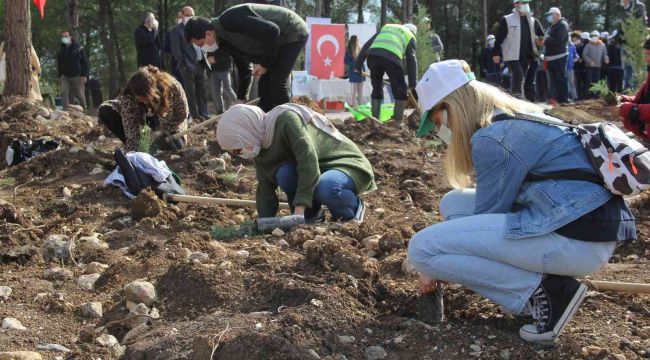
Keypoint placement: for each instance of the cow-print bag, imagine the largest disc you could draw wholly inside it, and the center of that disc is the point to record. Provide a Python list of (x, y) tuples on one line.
[(622, 163)]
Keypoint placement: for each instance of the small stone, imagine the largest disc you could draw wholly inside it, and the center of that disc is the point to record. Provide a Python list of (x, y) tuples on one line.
[(92, 310), (346, 339), (241, 253), (12, 324), (57, 246), (53, 348), (92, 243), (141, 292), (198, 256), (96, 268), (5, 291), (407, 267), (371, 242), (375, 353), (106, 340), (87, 282), (20, 355), (135, 332)]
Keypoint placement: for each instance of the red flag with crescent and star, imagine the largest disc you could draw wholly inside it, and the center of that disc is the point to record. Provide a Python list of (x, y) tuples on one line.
[(327, 50), (40, 5)]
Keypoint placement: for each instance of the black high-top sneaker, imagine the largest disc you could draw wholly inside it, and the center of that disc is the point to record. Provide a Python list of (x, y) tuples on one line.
[(553, 305)]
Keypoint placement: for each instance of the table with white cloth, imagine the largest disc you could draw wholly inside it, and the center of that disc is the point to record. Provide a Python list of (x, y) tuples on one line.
[(341, 90)]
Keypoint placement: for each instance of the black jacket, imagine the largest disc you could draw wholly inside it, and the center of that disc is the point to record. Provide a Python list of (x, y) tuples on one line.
[(71, 61), (557, 39), (147, 45)]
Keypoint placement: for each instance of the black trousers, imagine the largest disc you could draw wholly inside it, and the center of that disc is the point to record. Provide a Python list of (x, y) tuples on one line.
[(112, 120), (615, 80), (378, 67), (273, 87)]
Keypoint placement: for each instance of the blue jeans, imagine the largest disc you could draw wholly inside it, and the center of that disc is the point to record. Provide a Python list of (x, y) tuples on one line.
[(471, 250), (335, 190)]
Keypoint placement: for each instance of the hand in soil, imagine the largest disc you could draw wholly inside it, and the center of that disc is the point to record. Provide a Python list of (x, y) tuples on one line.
[(427, 283)]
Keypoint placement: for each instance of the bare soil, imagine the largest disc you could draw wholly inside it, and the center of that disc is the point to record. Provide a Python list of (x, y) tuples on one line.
[(280, 302)]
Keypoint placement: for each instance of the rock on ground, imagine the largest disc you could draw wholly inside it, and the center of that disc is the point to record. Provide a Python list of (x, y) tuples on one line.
[(57, 246), (87, 282), (146, 204), (5, 291), (12, 324), (92, 310), (141, 292), (20, 355)]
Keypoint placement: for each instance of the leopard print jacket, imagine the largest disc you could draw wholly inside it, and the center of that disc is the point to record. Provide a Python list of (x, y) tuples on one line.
[(133, 115)]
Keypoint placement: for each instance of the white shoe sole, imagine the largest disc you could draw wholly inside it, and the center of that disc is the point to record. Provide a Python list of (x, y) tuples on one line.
[(528, 332)]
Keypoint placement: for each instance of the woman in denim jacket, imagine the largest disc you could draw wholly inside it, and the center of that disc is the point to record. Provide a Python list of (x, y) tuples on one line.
[(519, 243)]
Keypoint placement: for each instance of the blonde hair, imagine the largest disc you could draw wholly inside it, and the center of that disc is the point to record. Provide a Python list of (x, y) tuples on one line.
[(470, 108)]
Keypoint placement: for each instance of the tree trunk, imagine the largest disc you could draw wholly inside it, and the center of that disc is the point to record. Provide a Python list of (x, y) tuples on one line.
[(299, 6), (484, 23), (360, 12), (318, 8), (18, 45), (113, 34), (113, 73), (73, 18)]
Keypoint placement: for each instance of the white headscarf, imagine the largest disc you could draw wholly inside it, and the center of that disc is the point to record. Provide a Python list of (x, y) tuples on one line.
[(244, 125)]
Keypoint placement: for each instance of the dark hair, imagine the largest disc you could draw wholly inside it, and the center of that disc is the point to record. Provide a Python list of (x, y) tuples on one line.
[(152, 83), (646, 44), (196, 28)]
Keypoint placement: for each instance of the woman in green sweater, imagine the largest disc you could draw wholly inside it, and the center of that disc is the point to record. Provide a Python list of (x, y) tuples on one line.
[(301, 152)]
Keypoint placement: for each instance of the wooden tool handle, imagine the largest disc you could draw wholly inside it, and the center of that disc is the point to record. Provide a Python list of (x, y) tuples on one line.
[(635, 288), (208, 122), (216, 201)]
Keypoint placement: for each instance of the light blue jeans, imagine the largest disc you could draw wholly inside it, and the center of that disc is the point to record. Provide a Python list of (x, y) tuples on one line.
[(471, 250)]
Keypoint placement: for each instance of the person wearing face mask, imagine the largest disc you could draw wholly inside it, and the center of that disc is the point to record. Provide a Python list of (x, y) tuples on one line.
[(72, 68), (151, 98), (517, 40), (191, 63), (557, 54), (268, 35), (147, 42), (173, 65), (520, 237), (490, 71), (302, 153), (594, 55), (635, 110)]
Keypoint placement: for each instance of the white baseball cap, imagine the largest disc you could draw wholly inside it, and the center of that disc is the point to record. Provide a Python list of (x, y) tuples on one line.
[(412, 28), (441, 79), (553, 10)]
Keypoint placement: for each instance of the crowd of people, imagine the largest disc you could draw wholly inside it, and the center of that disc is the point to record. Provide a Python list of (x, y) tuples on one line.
[(556, 65), (500, 239)]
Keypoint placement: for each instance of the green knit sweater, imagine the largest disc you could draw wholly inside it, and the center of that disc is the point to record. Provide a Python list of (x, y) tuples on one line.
[(314, 152)]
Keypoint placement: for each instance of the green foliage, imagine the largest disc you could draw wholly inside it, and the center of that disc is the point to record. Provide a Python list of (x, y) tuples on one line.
[(600, 88), (424, 49), (635, 34)]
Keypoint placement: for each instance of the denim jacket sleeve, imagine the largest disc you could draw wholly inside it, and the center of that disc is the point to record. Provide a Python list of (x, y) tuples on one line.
[(499, 175)]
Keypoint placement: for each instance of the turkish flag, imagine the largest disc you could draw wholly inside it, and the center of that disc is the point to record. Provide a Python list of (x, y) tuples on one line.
[(327, 50), (40, 4)]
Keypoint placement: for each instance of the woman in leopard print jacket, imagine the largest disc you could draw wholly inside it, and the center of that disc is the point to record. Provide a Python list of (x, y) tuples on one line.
[(153, 97)]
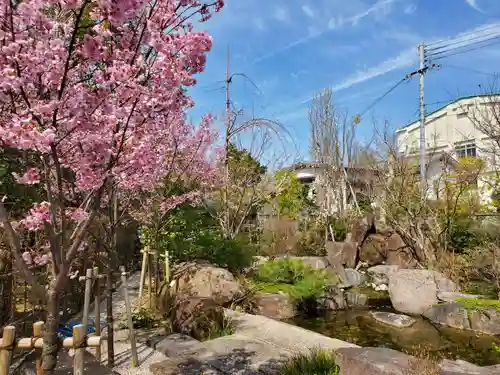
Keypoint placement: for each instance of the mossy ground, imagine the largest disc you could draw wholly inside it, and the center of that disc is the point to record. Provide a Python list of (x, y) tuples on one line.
[(318, 362), (479, 303)]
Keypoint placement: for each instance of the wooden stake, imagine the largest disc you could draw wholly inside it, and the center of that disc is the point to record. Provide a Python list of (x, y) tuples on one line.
[(9, 333), (78, 341), (143, 270), (38, 333), (150, 280), (133, 347), (167, 267), (86, 303), (97, 312), (109, 314)]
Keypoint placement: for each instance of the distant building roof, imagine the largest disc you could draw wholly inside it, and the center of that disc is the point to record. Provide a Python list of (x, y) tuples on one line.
[(446, 105)]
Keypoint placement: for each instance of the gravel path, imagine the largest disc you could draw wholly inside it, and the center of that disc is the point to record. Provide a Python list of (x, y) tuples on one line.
[(123, 356)]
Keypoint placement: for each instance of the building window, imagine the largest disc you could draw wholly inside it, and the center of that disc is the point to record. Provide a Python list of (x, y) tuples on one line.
[(466, 150)]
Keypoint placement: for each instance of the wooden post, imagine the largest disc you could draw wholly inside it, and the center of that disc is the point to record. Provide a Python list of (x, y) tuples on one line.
[(38, 333), (97, 312), (133, 348), (9, 333), (167, 267), (143, 270), (79, 347), (150, 279), (86, 303), (109, 314)]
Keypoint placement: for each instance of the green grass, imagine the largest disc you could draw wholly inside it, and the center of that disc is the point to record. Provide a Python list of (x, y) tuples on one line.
[(318, 362), (479, 303), (293, 277)]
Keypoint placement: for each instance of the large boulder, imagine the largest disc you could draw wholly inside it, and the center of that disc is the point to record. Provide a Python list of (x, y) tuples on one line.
[(341, 254), (275, 306), (398, 253), (381, 273), (197, 317), (205, 281), (361, 229), (455, 315), (414, 291), (382, 361), (373, 251)]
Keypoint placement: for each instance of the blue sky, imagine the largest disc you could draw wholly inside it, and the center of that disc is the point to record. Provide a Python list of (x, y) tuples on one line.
[(291, 49)]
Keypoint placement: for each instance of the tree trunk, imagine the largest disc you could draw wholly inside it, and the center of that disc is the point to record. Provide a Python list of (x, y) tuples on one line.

────────────────

Exercise task:
Write out everything from the start of the records down through the line containing "[(622, 163)]", both ends included, and leave the pictures out. Keep the requests unchanged, but scale every point coordinate in the answers by 2.3 and round each result to a whole number, with halves rounded up.

Finished exercise:
Keypoint placement: for each instance of the cow-print bag, imagine the largest disc you could draw wholly inside it, and the center of that disc is the point to record. Provide a Python list of (x, y) tuples on one line.
[(1431, 375)]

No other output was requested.